SUPPLIED ENTRIES:
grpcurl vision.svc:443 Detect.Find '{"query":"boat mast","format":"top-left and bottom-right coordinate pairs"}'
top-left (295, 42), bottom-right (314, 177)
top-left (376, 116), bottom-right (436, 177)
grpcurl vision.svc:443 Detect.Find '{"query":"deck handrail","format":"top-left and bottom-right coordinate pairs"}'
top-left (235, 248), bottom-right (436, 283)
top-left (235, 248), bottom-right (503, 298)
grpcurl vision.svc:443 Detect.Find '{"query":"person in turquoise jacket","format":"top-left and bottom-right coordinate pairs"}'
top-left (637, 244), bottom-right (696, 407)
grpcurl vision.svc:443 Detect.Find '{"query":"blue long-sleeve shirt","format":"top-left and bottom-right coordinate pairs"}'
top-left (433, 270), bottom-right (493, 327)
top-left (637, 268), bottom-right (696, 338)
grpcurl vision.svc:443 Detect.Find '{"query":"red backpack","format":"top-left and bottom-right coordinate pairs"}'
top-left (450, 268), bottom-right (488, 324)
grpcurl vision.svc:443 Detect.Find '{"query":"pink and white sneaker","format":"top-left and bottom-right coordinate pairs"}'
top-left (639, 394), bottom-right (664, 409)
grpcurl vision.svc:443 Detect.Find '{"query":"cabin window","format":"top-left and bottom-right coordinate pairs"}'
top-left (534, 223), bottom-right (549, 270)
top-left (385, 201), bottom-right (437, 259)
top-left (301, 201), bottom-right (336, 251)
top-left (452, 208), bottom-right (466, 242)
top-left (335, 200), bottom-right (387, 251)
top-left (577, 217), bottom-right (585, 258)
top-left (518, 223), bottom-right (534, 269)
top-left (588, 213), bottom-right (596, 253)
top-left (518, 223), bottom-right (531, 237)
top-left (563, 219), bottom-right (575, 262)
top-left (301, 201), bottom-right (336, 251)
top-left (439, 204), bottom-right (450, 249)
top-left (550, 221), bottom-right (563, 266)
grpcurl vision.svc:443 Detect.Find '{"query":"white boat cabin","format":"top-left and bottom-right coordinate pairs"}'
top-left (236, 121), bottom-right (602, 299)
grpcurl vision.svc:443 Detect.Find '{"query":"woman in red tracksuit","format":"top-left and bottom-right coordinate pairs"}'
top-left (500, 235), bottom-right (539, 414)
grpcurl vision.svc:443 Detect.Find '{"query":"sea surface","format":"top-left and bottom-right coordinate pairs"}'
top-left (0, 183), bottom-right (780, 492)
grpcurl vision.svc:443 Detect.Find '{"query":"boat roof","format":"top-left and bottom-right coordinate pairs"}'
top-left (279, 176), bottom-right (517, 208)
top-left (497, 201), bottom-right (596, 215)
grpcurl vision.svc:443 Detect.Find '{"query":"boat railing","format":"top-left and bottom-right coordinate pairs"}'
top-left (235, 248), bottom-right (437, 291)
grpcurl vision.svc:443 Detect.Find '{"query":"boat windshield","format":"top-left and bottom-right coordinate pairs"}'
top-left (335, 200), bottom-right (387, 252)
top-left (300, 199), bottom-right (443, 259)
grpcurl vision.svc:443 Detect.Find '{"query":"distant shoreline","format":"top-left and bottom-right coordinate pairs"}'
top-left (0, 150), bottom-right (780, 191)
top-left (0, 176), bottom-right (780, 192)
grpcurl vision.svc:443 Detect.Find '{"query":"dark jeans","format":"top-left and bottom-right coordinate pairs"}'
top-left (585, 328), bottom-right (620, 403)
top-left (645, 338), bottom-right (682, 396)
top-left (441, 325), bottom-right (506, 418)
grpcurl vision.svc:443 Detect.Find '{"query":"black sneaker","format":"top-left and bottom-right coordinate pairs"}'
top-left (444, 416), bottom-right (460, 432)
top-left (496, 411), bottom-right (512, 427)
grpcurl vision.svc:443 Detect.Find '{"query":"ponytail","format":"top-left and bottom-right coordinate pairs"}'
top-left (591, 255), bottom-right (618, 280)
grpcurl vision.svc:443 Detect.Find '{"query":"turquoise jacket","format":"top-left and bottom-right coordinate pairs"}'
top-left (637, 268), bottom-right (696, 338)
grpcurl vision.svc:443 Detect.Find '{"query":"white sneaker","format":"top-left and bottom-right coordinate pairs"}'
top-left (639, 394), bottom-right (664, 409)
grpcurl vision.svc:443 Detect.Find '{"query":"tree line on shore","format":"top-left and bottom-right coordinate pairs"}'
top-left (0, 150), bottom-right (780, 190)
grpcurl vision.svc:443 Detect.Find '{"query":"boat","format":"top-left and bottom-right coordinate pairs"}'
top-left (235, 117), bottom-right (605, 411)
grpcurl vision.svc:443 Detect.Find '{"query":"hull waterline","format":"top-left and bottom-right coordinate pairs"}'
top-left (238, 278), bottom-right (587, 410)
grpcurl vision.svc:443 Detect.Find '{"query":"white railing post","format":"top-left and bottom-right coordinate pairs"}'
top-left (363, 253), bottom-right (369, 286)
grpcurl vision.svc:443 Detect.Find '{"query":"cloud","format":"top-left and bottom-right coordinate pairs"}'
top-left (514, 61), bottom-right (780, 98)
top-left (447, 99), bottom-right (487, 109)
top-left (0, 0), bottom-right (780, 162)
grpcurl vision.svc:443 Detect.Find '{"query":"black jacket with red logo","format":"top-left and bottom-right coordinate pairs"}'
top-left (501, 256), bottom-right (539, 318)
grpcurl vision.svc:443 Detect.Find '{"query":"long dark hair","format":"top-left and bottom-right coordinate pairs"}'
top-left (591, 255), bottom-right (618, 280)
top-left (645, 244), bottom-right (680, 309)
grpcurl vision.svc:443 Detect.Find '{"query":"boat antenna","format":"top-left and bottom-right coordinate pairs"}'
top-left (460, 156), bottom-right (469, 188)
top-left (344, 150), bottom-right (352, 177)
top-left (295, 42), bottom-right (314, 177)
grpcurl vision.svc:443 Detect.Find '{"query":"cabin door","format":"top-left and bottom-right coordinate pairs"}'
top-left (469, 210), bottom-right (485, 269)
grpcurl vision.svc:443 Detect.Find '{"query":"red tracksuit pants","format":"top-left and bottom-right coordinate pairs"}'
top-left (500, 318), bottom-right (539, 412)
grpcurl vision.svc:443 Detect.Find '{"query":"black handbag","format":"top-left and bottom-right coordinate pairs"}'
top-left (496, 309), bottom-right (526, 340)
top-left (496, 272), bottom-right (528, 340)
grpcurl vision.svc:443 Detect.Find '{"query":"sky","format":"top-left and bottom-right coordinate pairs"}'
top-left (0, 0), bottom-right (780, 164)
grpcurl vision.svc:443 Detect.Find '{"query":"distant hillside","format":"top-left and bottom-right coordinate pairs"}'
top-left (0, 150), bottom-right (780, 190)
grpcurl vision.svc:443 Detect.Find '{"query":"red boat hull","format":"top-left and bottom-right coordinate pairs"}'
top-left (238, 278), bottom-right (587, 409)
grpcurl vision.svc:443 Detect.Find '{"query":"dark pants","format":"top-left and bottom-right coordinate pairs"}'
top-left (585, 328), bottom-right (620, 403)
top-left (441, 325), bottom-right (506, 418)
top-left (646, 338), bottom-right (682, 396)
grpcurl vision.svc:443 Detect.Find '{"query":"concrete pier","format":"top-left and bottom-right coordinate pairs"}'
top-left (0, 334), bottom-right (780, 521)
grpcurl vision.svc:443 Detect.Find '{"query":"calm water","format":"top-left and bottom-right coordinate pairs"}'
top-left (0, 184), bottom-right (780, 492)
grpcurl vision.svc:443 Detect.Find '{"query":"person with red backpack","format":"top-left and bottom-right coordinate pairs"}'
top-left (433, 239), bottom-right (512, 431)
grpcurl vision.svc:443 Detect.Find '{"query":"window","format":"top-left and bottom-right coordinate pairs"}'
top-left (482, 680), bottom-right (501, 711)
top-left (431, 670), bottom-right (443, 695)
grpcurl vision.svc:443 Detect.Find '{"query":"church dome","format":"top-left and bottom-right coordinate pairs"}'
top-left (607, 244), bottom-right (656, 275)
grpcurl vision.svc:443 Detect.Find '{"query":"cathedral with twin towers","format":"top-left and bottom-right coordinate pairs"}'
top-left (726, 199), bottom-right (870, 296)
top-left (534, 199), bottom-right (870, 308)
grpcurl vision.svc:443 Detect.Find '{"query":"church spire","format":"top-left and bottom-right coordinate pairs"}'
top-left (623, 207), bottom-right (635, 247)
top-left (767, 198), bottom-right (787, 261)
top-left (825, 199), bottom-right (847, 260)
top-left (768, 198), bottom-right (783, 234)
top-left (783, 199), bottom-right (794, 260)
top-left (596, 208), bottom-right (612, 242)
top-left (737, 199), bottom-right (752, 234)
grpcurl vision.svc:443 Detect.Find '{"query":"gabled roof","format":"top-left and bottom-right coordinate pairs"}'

TO BE DONE: Reproduce the entries from the first line through the line holding "top-left (450, 268), bottom-right (488, 324)", inclusive, substituting "Detect.Locate" for every occurrence of "Detect.Find" and leaving everything else unchanged.

SOLUTION TO THE EXERCISE:
grpcurl vision.svc:443 Detect.Locate '{"query":"boat mast","format":"top-left and bottom-right coordinate pairs"}'
top-left (295, 42), bottom-right (314, 177)
top-left (376, 116), bottom-right (436, 177)
grpcurl vision.svc:443 Detect.Locate '{"query":"deck handrail","format":"top-left and bottom-right coordinate pairs"}'
top-left (235, 248), bottom-right (436, 283)
top-left (235, 248), bottom-right (503, 298)
grpcurl vision.svc:443 Detect.Locate '{"query":"person in turquoise jacket","format":"top-left and bottom-right coordinate pairs"}'
top-left (637, 244), bottom-right (696, 407)
grpcurl vision.svc:443 Detect.Locate '{"query":"blue long-sleeve shirt","format":"top-left and bottom-right coordinate pairs"}'
top-left (433, 270), bottom-right (493, 327)
top-left (637, 268), bottom-right (696, 338)
grpcurl vision.svc:443 Detect.Locate '{"query":"red backpack","format":"top-left and bottom-right coordinate pairs"}'
top-left (450, 268), bottom-right (488, 324)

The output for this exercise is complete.